[Position annotation rows]

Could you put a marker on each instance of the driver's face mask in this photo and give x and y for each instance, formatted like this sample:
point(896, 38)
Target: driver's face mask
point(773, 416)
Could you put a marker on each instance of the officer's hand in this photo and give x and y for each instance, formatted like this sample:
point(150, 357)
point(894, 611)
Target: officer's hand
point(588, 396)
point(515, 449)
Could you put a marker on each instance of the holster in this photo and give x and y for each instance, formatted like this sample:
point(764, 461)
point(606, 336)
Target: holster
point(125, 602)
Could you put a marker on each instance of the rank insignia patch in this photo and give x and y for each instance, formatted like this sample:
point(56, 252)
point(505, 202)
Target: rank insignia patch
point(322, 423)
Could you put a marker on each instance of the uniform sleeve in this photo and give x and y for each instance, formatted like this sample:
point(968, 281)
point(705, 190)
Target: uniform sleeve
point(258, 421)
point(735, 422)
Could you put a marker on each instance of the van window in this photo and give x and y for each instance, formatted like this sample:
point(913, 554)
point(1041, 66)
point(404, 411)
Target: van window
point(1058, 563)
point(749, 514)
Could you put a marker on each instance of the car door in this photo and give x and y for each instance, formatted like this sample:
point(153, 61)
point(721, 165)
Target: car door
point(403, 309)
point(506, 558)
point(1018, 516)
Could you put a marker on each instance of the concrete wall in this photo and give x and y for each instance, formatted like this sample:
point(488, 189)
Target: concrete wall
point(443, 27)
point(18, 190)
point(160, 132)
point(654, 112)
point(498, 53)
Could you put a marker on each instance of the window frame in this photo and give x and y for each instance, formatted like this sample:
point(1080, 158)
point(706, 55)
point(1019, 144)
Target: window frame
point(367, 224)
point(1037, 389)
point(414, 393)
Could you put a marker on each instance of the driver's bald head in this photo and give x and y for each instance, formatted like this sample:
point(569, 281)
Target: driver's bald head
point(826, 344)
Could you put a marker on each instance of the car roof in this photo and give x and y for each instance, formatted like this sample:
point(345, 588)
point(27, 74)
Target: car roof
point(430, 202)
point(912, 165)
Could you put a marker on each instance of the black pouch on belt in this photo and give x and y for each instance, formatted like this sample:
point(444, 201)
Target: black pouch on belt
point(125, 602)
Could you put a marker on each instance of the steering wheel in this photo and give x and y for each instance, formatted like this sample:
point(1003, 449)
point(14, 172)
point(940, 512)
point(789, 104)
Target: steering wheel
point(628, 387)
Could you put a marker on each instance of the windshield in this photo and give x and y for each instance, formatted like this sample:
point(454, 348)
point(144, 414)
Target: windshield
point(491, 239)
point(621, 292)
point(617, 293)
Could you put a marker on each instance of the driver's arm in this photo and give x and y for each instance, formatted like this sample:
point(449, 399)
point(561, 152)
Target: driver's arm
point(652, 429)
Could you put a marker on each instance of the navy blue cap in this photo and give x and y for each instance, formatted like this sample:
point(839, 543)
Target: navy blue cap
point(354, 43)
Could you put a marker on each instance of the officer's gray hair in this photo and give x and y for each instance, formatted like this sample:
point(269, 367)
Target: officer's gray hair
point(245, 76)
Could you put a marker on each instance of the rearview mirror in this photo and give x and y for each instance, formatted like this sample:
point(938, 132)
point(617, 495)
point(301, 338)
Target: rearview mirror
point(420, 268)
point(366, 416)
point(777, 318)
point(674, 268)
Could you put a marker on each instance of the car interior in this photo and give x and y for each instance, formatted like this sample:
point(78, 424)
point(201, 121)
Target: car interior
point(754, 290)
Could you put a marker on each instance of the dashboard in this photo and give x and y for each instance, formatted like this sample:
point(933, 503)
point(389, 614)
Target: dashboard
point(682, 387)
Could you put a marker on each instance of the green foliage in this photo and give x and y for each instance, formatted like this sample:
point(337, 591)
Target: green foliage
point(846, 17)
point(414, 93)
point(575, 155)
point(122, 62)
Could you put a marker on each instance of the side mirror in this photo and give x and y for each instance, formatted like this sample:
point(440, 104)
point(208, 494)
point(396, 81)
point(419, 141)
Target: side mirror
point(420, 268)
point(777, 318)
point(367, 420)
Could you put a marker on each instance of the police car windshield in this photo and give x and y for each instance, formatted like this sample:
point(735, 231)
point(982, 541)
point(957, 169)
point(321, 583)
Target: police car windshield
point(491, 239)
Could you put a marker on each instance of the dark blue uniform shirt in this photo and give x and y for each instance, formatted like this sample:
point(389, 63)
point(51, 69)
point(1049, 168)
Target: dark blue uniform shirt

— Task —
Can you repeat these rows word for word?

— Response —
Could you put a marker on each instance of the driver's face mask in this photo and give x and y for each instance, formatted like this sample:
point(896, 38)
Target: driver's face mask
point(773, 416)
Could you put a marker on each instance of the officer's hand in this photo and give x and y for each instance, formatted like this sample:
point(150, 357)
point(894, 611)
Target: officer's hand
point(588, 396)
point(515, 449)
Could you put a marker on each instance of the holster in this photo and give x and y for each instance, formatted like this sample:
point(764, 461)
point(606, 336)
Target: holster
point(125, 602)
Could you put a marker on each instance of the rank insignia patch in this photo and give x and y for each instance, formatted like this sample:
point(56, 252)
point(505, 202)
Target: rank insignia patch
point(322, 423)
Could you put a marker on each instance of the uniform sleeve in this photo and give x and y for each instance, formatted like this sample:
point(968, 281)
point(705, 190)
Target: uniform sleeve
point(258, 421)
point(735, 422)
Could you put a marker on each instance of the van window in this photo and give x and y for each instance, formatted like this sample:
point(913, 554)
point(1041, 66)
point(404, 411)
Target: van window
point(1058, 563)
point(749, 514)
Could you put a marker on each instance of the car door in this photo and give x and y for each instance, formatted like this sample:
point(153, 61)
point(721, 165)
Target: car door
point(403, 309)
point(506, 558)
point(1018, 516)
Could you put a marker on each instance of the concrete wall in this photo and give x and y for each instance, formatted like this sample:
point(488, 189)
Target: concrete wall
point(443, 27)
point(18, 190)
point(160, 132)
point(654, 112)
point(498, 53)
Could you put a marker on each instance of the window frame in this photo and give x and y for each instance, formatted like this sample:
point(1080, 158)
point(706, 55)
point(1019, 144)
Target: window frame
point(367, 224)
point(1037, 389)
point(414, 393)
Could you put a marker on each instance of the driver's bald head in this photo and give x and y for each instance, formatted like this sample:
point(569, 281)
Target: driver's bald head
point(826, 344)
Could you put a marker on each instance of the car roof in this photo and give x and y for each instance, formatted like this sample:
point(345, 588)
point(27, 74)
Target: car roof
point(430, 202)
point(912, 165)
Could you put a marker on each instance of the black pouch on belt in this photo and give x and y for each instance, formatted like this sample:
point(444, 201)
Target: black pouch on belt
point(125, 602)
Could you put a marker on each instance of the steering wheel in this photo and give x and y for each instance, formatted like this sample:
point(1003, 449)
point(14, 172)
point(940, 512)
point(789, 104)
Target: steering wheel
point(628, 387)
Could you put a marker on each instance of the windshield in this photo and give x and y for each instance, formatted like this sample:
point(454, 348)
point(144, 414)
Target: windshield
point(491, 239)
point(621, 292)
point(617, 293)
Could you put a marker on each instance of the driver's arm in this photo and give x and y for each instance, formatted like this sample:
point(449, 399)
point(561, 152)
Target: driver's arm
point(652, 429)
Could you put a marker on each instance of the navy blue cap in this photo and give x and y for each instance, formatted like this sample:
point(839, 543)
Target: navy blue cap
point(354, 43)
Could you put a marker on each instance of the officer's gray hair in this photo and give x and y for each instance, formatted like this sample:
point(269, 367)
Target: officer's gray hair
point(245, 76)
Could you put a marker on each instance of the rearview mirror in this photo and give x and y for each instance, formatted like this sample:
point(938, 132)
point(617, 495)
point(301, 338)
Target: rearview mirror
point(420, 268)
point(366, 416)
point(777, 318)
point(674, 268)
Could you put a marker on each instance of the car interior in this photo and give x and y for each instance, formatted like this sample:
point(78, 424)
point(201, 121)
Target: car interior
point(754, 290)
Could you put a marker on each instance of the dashboard in this photo and give x and y for each instance, formatted like this sample:
point(933, 503)
point(389, 614)
Target: dashboard
point(682, 387)
Could you put a marker on each instance of the green foliage in this photo and give x and y for each instance, formatted like this sample:
point(337, 591)
Target: green foliage
point(846, 17)
point(414, 93)
point(575, 155)
point(122, 62)
Could you put a marker on each instance of the side mirror in this photo and give x and y for each instance, formatted like this sample:
point(440, 104)
point(208, 494)
point(396, 81)
point(419, 141)
Target: side mirror
point(420, 268)
point(777, 318)
point(367, 420)
Could you put a marker on each instance of the police car windshield in this photo and give x and y for each instance, formatted like this sample:
point(735, 231)
point(982, 541)
point(957, 169)
point(321, 583)
Target: police car windshield
point(491, 239)
Could you put a marker on each instance of the dark blue uniform shirt in this photo and give x and y for each instance, formatted like this sample:
point(389, 63)
point(51, 69)
point(1049, 168)
Target: dark blue uniform shirt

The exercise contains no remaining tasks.